> _Task to complete_
Each record should be written out exactly as it stands.

> _Task material_

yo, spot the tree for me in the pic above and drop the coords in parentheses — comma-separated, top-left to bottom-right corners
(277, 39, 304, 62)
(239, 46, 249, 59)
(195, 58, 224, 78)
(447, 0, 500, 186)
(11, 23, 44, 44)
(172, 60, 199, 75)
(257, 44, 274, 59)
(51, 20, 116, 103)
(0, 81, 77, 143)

> _Your response_
yo, spot the tree for me in the pic above and drop the coords in parentheses — comma-separated, top-left to bottom-right corners
(277, 39, 304, 62)
(239, 46, 249, 59)
(195, 58, 224, 78)
(447, 0, 500, 186)
(11, 23, 44, 44)
(172, 60, 199, 75)
(257, 44, 274, 59)
(51, 20, 116, 103)
(0, 81, 77, 143)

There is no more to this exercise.